### [A run of entries]
--- Begin ---
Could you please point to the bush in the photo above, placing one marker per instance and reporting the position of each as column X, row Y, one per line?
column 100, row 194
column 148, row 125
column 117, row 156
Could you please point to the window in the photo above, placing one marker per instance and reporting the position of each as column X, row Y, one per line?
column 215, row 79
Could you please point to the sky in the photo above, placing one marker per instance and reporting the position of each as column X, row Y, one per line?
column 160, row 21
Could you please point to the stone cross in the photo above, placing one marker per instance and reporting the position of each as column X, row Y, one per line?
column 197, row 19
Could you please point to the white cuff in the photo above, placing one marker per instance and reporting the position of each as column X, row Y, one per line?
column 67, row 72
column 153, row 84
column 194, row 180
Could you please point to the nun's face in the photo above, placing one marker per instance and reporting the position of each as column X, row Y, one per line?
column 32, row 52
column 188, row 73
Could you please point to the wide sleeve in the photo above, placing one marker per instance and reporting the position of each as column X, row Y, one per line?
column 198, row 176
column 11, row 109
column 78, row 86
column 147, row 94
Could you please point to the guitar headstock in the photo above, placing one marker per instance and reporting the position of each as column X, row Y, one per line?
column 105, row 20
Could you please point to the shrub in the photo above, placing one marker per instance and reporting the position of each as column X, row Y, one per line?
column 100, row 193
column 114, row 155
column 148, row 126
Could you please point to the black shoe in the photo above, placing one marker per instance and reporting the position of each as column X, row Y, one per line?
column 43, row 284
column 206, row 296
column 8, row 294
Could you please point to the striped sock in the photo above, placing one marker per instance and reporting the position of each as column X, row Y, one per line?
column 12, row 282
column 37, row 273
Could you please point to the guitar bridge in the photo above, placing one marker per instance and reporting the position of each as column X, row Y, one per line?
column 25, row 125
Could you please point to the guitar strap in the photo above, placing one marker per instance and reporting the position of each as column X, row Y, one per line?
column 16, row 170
--- End ---
### [GIVEN REQUEST]
Starting at the line that has "Could you please point to the white" and stopping after the line that has "column 188, row 73", write those lines out again, substituting "lace collar" for "white cuff" and changing nothing else.

### [CORRECT ANSWER]
Could you please point to the lace collar in the photo above, placing one marker per instance and reporting the position of each as column X, row Y, one per line?
column 67, row 72
column 153, row 84
column 194, row 180
Could you please point to the nun's face in the photo above, placing one marker per instance and reporting the position of each as column X, row Y, one per line?
column 32, row 52
column 188, row 73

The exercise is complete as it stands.